Study material Start Marker

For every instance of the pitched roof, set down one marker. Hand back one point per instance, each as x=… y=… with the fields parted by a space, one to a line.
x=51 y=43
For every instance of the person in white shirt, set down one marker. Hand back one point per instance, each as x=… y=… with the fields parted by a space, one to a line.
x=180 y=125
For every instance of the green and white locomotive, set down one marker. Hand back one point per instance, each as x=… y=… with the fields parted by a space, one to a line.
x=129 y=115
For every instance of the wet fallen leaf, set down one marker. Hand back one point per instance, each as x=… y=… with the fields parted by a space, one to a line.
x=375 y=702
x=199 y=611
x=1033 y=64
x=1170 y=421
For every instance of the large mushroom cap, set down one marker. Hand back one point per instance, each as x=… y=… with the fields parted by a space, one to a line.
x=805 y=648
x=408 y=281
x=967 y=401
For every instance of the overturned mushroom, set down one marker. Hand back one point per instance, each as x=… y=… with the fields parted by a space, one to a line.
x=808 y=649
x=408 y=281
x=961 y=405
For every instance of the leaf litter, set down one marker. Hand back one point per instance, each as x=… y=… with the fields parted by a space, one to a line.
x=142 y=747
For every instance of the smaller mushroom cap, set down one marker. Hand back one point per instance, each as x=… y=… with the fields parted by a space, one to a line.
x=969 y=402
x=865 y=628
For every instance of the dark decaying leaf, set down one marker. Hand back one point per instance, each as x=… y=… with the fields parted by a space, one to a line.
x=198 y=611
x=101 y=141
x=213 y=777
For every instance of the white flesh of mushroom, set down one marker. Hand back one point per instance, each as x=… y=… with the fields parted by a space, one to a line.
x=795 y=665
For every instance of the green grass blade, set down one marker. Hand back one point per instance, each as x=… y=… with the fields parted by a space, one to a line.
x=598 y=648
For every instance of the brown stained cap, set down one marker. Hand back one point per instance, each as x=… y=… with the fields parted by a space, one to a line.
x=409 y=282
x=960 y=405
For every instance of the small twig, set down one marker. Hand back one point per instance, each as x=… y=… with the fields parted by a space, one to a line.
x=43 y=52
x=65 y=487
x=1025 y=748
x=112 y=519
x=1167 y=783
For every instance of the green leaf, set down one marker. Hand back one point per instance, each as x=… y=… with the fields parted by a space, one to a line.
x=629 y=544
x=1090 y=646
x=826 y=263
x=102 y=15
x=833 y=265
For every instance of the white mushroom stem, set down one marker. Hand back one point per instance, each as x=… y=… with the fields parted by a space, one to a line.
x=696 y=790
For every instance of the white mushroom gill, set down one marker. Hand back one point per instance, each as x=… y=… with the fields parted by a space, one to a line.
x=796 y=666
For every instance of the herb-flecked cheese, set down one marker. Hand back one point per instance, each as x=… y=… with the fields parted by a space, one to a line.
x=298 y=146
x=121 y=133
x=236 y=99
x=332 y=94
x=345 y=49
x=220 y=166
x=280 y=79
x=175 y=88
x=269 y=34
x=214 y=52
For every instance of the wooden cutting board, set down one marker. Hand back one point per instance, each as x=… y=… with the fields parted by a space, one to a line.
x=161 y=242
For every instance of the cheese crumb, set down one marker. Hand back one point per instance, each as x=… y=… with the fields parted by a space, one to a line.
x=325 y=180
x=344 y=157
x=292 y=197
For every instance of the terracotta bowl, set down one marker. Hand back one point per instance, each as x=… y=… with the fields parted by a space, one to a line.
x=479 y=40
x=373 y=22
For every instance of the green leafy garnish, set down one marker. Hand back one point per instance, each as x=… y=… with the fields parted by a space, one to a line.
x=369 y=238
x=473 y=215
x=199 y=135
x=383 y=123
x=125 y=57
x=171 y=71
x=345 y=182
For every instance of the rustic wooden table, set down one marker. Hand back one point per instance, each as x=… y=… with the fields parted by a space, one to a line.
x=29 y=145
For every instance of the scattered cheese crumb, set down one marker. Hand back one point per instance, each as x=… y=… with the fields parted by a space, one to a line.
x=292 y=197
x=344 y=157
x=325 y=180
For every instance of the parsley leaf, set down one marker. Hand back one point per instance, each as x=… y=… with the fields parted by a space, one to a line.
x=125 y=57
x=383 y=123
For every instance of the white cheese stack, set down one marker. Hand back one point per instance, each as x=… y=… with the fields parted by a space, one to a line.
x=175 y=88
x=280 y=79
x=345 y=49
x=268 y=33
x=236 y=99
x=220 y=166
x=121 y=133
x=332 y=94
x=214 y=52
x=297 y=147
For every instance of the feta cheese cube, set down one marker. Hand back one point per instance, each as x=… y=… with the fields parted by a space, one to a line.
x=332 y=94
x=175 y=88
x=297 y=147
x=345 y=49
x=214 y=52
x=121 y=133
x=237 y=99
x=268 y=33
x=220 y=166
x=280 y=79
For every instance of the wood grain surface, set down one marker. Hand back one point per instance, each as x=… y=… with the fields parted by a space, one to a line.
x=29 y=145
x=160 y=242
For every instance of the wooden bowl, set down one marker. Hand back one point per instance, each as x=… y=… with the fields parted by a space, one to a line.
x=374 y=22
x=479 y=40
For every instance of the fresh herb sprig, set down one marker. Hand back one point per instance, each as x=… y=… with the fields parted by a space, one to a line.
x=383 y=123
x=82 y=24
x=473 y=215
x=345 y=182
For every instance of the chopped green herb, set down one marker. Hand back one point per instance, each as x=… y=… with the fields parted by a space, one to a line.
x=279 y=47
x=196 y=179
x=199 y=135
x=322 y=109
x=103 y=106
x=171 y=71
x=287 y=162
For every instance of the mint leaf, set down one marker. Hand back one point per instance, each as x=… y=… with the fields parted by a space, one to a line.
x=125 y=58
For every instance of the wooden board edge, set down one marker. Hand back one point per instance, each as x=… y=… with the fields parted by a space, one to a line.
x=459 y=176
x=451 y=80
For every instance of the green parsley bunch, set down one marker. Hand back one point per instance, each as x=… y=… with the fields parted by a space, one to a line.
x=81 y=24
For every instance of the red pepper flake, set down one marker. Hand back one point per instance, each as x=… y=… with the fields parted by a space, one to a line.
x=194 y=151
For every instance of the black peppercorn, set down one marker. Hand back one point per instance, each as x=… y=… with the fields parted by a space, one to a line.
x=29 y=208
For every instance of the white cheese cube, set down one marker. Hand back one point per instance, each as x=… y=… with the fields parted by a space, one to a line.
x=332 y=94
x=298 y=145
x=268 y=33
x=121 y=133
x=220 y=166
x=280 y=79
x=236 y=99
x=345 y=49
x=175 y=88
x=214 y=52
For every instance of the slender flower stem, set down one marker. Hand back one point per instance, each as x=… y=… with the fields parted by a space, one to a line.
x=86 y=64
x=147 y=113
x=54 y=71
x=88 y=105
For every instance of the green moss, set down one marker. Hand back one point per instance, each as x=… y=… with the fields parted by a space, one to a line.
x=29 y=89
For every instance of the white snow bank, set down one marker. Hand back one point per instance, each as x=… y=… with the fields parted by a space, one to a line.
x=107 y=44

Study material End Marker

> [How to complete this task]:
Exactly as it appears above, write out the complete listing.

> [Output for this exercise]:
For every instance of the pitched roof, set down one marker. Hand back one point per instance, each as x=… y=… with the fields parted by a space, one to a line.
x=51 y=43
For every instance of the person in white shirt, set down one marker. Hand back one point per instance, each as x=… y=… with the fields parted by a space, one to a line.
x=180 y=125
For every instance of the green and white locomotive, set down one marker. Hand back one point per instance, each as x=… y=… with the fields parted by a space, one to a line.
x=129 y=115
For every instance of the wet fallen leaf, set down one marker. Hand back one point per instance, each as x=… y=… with the fields parted by a space, one to a line.
x=375 y=702
x=199 y=611
x=1033 y=64
x=1170 y=421
For every instance of the large mushroom cap, set down one marker. Hand back one point per instance, each as x=… y=… with the fields parted by a space, one to a line.
x=805 y=648
x=408 y=281
x=967 y=401
For every instance of the overturned mushroom, set down one marker. Hand back one point per instance, each as x=… y=… with the fields parted by a space, one to a line.
x=808 y=649
x=408 y=281
x=961 y=405
For every instance of the leaf litter, set down one marker. Hand back one point per instance, each as x=… y=… with the fields parted by a space, one to a line.
x=142 y=747
For every instance of the smaller mushroom cap, set down one marker. Hand back one point per instance, each as x=… y=… with the fields parted by a space, one to a line.
x=969 y=402
x=865 y=628
For every instance of the dark decaying leaf, set down one marker. Hand back one point per instance, each as x=… y=… with the fields parted by a space, one to a line.
x=198 y=611
x=101 y=141
x=213 y=777
For every instance of the white flesh of mushroom, set down one marker. Hand back one point per instance, each as x=… y=… with the fields parted by a space, one to a line.
x=795 y=665
For every instance of the green grass blade, set down one marker. Hand back one point per instance, each as x=… y=… with the fields parted by a space, one to a line.
x=598 y=648
For every instance of the brown stained cap, set down one marker. Hand back one point per instance, each as x=… y=… with the fields parted by a space, one to a line.
x=409 y=282
x=960 y=405
For every instance of the small twig, set down one marker. Hand back one point per instance, each as x=… y=… with the fields parted by a space, one to a line.
x=43 y=52
x=65 y=487
x=1025 y=748
x=112 y=519
x=1167 y=783
For every instance of the green leaf, set down one marker. Hand back one point per instance, each as x=… y=… with the fields parted by a space, one to a line.
x=629 y=544
x=1090 y=646
x=826 y=263
x=102 y=15
x=833 y=265
For every instance of the white mushroom stem, set down one marker. Hand back one point per instance, each as x=… y=… with the fields parted by a space, one to a line.
x=696 y=790
For every instance of the white mushroom gill, set down one marker. Hand back one point per instance, each as x=… y=… with the fields parted by a space, one to a line.
x=796 y=666
For every instance of the herb-flecked cheese, set down one marker. Hand back one point per instance, each as x=… y=… with the fields parted by a space, one to a line.
x=298 y=146
x=121 y=133
x=236 y=99
x=332 y=94
x=345 y=49
x=220 y=166
x=280 y=79
x=175 y=88
x=269 y=34
x=214 y=52
For every instance of the wooden cutting board, set down one marker. Hand back one point per instance, each as x=… y=… with the fields parted by a space, one to a line.
x=161 y=242
For every instance of the cheese crumb, set down one marker. Hand back one point per instance, each as x=… y=… with the fields parted by a space, one to a line.
x=325 y=180
x=344 y=157
x=292 y=197
For every instance of the terracotta bowl, set down one marker. Hand back one point per instance, each as x=… y=… with the fields parted by a space, one to a line.
x=479 y=40
x=373 y=22
For every instance of the green leafy garnish, set down one marker. Hand back one point per instance, each as x=… y=… with the fields parted by a space, one to a line.
x=369 y=238
x=473 y=215
x=199 y=135
x=383 y=123
x=125 y=57
x=171 y=71
x=345 y=182
For every instance of the rustic wooden table, set down one marker. Hand back one point per instance, each as x=… y=… with the fields parted by a space, one to a line.
x=29 y=145
For every instance of the scattered cheese crumb, set down one marker. Hand back one point per instance, each as x=… y=… with the fields parted by a space, one to a line.
x=292 y=197
x=344 y=157
x=325 y=180
For every instance of the parsley leaf, set down one marker. Hand back one point per instance, each as x=… y=… with the fields parted by a space, one to a line.
x=125 y=57
x=383 y=123
For every instance of the white cheese stack, set down one marker. Hand back one point per instance, each as x=… y=… with the fields parted by a space, one to a line.
x=175 y=88
x=280 y=79
x=345 y=49
x=268 y=33
x=236 y=99
x=220 y=166
x=121 y=133
x=332 y=94
x=214 y=52
x=297 y=147
For every instance of the feta cheese cube, set down one marker. Hand back one point per instance, each as x=… y=… with the fields parted by a space, one to a line.
x=332 y=94
x=175 y=88
x=297 y=147
x=345 y=49
x=214 y=52
x=121 y=133
x=237 y=99
x=268 y=33
x=220 y=166
x=280 y=79
For every instance of the wood grain surface, set down one marker. Hand back one point per instance, each as x=… y=… with the fields parted by a space, one to a line.
x=29 y=145
x=160 y=242
For every instance of the wooden bowl, set down one marker. Hand back one point per instance, each as x=… y=… with the fields parted by a space, one to a line.
x=374 y=22
x=479 y=40
For every instance of the fresh herb sprig, set down one marker. Hand back one point per instance, each as x=… y=… with the fields parted by a space, one to a line.
x=383 y=123
x=82 y=24
x=473 y=215
x=345 y=182
For every instance of the chopped green herb, set down one marker. Hand back one point per instance, each as x=… y=… with the fields parted by a space, one to a line.
x=279 y=47
x=196 y=179
x=199 y=135
x=322 y=109
x=103 y=106
x=171 y=71
x=287 y=162
For every instance of the mint leaf, set down one marker. Hand back one point per instance, each as x=… y=… with the fields parted by a space, one to a line.
x=125 y=58
For every instance of the wooden board edge, set down one marker. Hand back one point per instance, each as x=… y=… with the fields parted by a space, one to a line.
x=459 y=176
x=451 y=80
For every instance of the green parsley bunch, set down one marker. Hand back one point per instance, each as x=… y=… with the fields parted by a space, one to a line.
x=81 y=24
For every instance of the red pepper flake, set down one marker. Hand back one point per instance, each as x=… y=… with the fields parted by a space, one to a line.
x=194 y=151
For every instance of the black peppercorn, set down one marker. Hand back one point per instance, each as x=… y=… with the fields parted by a space, one to a line.
x=29 y=208
For every instance of the white cheese cube, set down one marker. Hand back one point per instance, each as x=… y=… with the fields parted by a space, one to a line.
x=332 y=94
x=298 y=145
x=268 y=33
x=121 y=133
x=220 y=166
x=280 y=79
x=236 y=99
x=345 y=49
x=175 y=88
x=214 y=52
For every instance of the slender flower stem, set down one marker. Hand back one point per instance, each as x=… y=… with the fields parted by a space, one to a line.
x=86 y=64
x=147 y=113
x=54 y=71
x=88 y=105
For every instance of the green moss, set down one marker. Hand back one point per instance, each as x=… y=… with the fields parted by a space, one to a line.
x=29 y=89
For every instance of the white snow bank, set down one marker. Hand back one point per instance, each as x=… y=… with the fields parted by a space, one to a line.
x=107 y=44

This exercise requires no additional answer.